── Material for this task ──

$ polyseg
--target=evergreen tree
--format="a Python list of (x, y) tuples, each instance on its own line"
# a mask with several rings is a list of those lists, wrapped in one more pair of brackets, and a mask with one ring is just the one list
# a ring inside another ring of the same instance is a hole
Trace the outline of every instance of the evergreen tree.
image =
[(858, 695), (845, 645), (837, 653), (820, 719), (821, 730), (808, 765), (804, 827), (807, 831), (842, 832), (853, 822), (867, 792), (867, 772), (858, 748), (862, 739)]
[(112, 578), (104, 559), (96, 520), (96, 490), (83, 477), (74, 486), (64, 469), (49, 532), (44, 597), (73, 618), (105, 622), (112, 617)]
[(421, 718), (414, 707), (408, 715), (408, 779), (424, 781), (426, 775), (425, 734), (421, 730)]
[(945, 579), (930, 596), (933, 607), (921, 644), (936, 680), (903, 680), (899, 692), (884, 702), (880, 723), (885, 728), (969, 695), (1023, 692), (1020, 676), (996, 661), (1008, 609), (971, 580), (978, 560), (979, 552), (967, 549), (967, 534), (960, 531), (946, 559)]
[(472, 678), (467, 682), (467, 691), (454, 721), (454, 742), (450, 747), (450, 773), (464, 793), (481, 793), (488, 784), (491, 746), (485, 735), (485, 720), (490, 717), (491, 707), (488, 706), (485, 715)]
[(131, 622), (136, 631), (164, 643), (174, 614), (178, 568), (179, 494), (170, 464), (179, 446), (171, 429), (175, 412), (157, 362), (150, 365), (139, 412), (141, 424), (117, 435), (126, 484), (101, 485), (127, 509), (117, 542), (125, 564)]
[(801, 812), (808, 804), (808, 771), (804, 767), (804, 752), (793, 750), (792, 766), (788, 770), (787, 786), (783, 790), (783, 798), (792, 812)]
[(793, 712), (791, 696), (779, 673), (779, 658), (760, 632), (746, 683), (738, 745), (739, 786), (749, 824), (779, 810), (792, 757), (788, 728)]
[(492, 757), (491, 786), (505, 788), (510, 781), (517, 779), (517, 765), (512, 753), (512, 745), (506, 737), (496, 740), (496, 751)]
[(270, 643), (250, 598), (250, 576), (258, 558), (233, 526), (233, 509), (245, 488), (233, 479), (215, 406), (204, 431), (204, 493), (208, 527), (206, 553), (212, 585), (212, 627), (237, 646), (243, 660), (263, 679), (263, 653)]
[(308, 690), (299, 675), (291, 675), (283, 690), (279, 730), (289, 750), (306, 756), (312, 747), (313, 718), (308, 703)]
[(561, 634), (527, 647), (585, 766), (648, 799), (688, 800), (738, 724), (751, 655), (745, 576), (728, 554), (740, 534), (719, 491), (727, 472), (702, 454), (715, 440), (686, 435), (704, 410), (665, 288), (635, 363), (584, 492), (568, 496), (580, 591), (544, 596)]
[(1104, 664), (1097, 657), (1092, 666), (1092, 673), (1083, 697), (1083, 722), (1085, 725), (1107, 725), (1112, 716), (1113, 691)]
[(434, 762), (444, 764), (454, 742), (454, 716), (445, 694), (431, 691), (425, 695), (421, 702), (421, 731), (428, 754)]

───
── Material for this task ──

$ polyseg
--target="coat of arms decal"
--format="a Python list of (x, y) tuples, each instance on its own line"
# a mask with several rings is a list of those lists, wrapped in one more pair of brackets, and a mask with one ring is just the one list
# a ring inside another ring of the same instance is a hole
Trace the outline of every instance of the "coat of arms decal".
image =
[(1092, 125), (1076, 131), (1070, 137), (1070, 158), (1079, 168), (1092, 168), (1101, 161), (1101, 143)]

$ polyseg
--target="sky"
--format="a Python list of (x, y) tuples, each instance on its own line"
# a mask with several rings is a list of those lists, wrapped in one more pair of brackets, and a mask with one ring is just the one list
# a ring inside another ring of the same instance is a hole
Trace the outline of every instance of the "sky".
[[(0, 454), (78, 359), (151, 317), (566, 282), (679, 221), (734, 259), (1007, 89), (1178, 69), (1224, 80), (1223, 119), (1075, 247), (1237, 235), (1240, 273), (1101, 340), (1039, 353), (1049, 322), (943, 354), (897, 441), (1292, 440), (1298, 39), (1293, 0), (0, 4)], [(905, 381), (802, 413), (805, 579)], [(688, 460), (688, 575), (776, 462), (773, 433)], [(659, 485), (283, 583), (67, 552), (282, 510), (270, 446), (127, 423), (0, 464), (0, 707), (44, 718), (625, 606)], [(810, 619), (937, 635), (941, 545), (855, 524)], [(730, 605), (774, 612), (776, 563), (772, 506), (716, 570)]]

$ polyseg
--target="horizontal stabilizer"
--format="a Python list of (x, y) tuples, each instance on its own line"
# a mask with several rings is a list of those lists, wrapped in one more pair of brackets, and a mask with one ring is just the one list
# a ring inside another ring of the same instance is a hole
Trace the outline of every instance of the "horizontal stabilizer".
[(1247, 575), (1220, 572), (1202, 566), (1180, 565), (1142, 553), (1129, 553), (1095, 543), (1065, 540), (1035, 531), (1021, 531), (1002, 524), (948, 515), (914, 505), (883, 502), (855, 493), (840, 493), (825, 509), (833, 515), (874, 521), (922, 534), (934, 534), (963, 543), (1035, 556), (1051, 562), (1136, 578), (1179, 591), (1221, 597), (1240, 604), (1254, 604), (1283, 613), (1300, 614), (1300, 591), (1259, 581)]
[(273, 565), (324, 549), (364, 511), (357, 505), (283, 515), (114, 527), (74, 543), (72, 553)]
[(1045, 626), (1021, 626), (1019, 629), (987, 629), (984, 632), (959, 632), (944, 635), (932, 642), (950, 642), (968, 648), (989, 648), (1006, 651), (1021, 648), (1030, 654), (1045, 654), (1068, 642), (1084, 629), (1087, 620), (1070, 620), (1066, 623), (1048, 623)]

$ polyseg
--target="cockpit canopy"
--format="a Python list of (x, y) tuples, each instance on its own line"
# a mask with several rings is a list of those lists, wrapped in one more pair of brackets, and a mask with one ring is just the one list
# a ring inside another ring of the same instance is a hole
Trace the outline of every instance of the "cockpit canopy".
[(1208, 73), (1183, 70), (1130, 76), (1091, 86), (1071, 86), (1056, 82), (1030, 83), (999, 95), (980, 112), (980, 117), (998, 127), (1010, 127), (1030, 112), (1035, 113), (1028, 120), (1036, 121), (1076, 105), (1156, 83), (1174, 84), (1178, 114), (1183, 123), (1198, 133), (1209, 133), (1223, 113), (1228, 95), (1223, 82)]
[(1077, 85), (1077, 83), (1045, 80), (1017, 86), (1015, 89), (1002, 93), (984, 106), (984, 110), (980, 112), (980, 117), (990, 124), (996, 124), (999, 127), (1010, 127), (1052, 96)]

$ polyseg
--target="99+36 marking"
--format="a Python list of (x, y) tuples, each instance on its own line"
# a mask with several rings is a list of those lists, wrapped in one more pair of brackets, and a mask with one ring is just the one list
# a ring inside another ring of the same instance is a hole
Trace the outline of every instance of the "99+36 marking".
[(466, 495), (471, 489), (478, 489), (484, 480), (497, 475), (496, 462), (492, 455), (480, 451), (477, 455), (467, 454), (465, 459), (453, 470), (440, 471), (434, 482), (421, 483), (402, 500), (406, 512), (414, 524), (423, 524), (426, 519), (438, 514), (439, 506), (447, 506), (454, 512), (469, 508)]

───

● Assignment:
Copy from the entries above each line in which the string "decal" can be found.

● The completed task:
--target="coat of arms decal"
Trace the outline of every instance of the "coat of arms decal".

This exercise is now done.